• **Exercise requirements**
Present the material below as a Markdown table with two columns, "Row" and "Line". Number each line in order and leave out any blank lines.

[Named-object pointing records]
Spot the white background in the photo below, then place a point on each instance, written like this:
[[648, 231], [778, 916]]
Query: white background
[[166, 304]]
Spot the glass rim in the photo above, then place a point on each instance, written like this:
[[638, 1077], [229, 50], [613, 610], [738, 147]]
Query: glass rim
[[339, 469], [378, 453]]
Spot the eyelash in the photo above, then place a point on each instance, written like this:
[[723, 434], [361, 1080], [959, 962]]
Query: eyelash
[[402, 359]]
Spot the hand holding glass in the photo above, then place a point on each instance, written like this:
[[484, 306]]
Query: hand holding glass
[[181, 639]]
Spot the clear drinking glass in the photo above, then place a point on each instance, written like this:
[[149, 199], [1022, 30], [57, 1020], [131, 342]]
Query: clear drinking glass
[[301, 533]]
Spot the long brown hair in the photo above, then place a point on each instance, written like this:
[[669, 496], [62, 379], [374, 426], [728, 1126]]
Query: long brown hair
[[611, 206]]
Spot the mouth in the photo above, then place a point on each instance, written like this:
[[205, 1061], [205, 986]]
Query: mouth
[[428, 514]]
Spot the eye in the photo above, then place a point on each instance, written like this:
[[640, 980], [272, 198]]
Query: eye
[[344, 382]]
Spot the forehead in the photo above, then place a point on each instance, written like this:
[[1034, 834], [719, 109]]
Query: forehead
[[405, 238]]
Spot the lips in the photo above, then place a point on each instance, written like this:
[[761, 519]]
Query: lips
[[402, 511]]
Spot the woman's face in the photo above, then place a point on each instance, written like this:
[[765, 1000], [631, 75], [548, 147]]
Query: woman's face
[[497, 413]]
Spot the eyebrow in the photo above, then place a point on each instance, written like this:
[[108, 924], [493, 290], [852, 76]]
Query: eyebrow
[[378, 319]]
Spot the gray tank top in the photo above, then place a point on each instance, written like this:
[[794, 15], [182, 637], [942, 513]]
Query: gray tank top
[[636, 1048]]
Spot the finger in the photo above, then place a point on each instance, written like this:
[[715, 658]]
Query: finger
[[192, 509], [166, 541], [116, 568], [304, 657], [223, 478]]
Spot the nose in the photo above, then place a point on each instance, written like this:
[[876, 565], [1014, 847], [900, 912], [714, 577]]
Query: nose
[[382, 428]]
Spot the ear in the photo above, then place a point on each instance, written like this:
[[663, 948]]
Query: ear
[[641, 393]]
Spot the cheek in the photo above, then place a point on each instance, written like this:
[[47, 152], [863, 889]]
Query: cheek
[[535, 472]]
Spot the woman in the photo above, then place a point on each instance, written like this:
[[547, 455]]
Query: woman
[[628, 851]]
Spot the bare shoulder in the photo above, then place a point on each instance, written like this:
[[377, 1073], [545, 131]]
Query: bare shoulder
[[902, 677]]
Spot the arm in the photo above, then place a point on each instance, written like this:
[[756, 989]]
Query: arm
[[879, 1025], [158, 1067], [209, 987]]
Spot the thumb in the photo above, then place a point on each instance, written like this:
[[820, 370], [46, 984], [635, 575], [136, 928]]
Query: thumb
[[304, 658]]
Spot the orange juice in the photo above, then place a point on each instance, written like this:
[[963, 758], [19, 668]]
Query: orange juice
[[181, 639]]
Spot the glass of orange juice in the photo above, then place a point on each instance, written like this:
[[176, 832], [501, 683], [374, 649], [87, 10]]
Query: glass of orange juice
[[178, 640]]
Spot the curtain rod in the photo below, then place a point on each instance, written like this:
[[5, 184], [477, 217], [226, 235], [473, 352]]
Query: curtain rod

• **Answer for this exercise**
| Row | Line |
|---|---|
| 1 | Spot the white background in the photo below, then place a point on each instance, written like this: |
| 2 | [[648, 231], [778, 916]] |
| 3 | Query: white background |
| 4 | [[166, 304]] |
| 5 | Spot the glass rim in the photo above, then place a point on each instance, written like this: |
| 6 | [[638, 1077], [229, 50], [613, 610], [738, 147]] |
| 7 | Query: glass rim |
| 8 | [[339, 469], [378, 453]] |
| 9 | Spot the eyelash in the photo above, then place a point on each instance, written like this: |
| 10 | [[723, 434], [361, 1080], [959, 962]] |
| 11 | Query: eyelash |
| 12 | [[402, 359]] |
| 13 | Spot the hand holding glass in the photo above, then place a point on each instance, written like this: |
| 14 | [[484, 306]] |
| 15 | Query: hand holding glass |
| 16 | [[181, 639]] |
| 17 | Spot the clear drinking glass in the photo above, then place a point on each instance, written like this: |
| 18 | [[149, 199], [1022, 30], [57, 1020], [131, 342]] |
| 19 | Query: clear drinking glass |
| 20 | [[301, 533]] |
| 21 | Spot the long brown hair in the photo above, then place a point on each instance, written like this: |
| 22 | [[669, 496], [62, 379], [374, 426], [728, 1126]] |
| 23 | Query: long brown hair |
| 24 | [[611, 206]] |
| 25 | Spot the mouth in the photo above, then place a point on each instance, written like this: |
| 26 | [[205, 1061], [205, 986]] |
| 27 | Query: mouth |
| 28 | [[428, 514]] |
| 29 | Spot the eye in the photo above, then place a point on each instance, written like this: |
| 30 | [[640, 980], [272, 198]] |
| 31 | Query: eye |
| 32 | [[344, 382]] |
| 33 | Spot the forehead in the photo above, then place a point on each instance, written like this: |
| 34 | [[1034, 834], [719, 109]] |
| 35 | Query: forehead |
| 36 | [[405, 238]] |
| 37 | Spot the lips in the photo above, then place a point on each instance, written like this: |
| 38 | [[761, 519]] |
| 39 | Query: lips |
| 40 | [[402, 511]] |
| 41 | Spot the woman's face in the photo above, then place a point on each instance, written like this: |
| 42 | [[765, 1000], [631, 75], [548, 147]] |
| 43 | Query: woman's face |
| 44 | [[497, 413]] |
| 45 | Spot the eyebrow in the photo above, then place a point on each instance, written like this: |
| 46 | [[108, 924], [493, 290], [852, 76]] |
| 47 | Query: eyebrow |
| 48 | [[378, 319]] |
| 49 | Spot the gray tank top in the photo above, then place a point on each instance, written like this: |
| 50 | [[794, 15], [182, 637], [942, 513]] |
| 51 | Query: gray tank top |
| 52 | [[636, 1048]] |
| 53 | Spot the finger in the photo above, then place a point on each instance, written like this: |
| 54 | [[715, 658]] |
| 55 | Query: finger |
| 56 | [[192, 509], [166, 541], [116, 568], [304, 657], [223, 478]] |
| 57 | Spot the nose in the photo above, then place a point on each instance, written like this: |
| 58 | [[876, 565], [1014, 847], [900, 912], [714, 577]] |
| 59 | Query: nose |
| 60 | [[382, 428]] |
| 61 | Spot the ear in the photo above, then place a point on each instance, written like this: |
| 62 | [[663, 948]] |
| 63 | Query: ear |
| 64 | [[641, 393]] |
| 65 | Spot the cheek in the photo above, then place a point on each instance, written like this: |
| 66 | [[47, 152], [863, 889]] |
| 67 | Query: cheek |
| 68 | [[535, 472]] |
| 69 | Spot the woman in the photo above, then place a point on each instance, written like this: |
| 70 | [[547, 455]] |
| 71 | Query: woman |
| 72 | [[628, 851]] |
| 73 | Spot the bare shoulder in the photo above, then place a point on each instance, written like this: |
| 74 | [[377, 1073], [545, 131]] |
| 75 | Query: bare shoulder |
| 76 | [[902, 677]] |
| 77 | Spot the arm in the photo above, then place a point on each instance, written like this: |
| 78 | [[756, 989]] |
| 79 | Query: arm |
| 80 | [[879, 1025], [158, 1067], [209, 987]] |
| 81 | Spot the thumb in the photo above, then place a point on each instance, written like this: |
| 82 | [[820, 370], [46, 984], [635, 575], [136, 928]] |
| 83 | Query: thumb |
| 84 | [[304, 658]] |
| 85 | Spot the orange juice in the photo above, then place a point on each instance, written like this: |
| 86 | [[963, 758], [19, 668]] |
| 87 | Query: orange juice |
| 88 | [[181, 639]] |
| 89 | Spot the glass of orange juice in the photo above, then place a point on each instance, written like this: |
| 90 | [[176, 832], [501, 683], [374, 649], [87, 10]] |
| 91 | Query: glass of orange juice |
| 92 | [[178, 640]] |
| 93 | Spot the curtain rod in the photo below, then place a point on each instance, written like this: |
| 94 | [[5, 184], [477, 217], [226, 235], [473, 352]] |
| 95 | Query: curtain rod |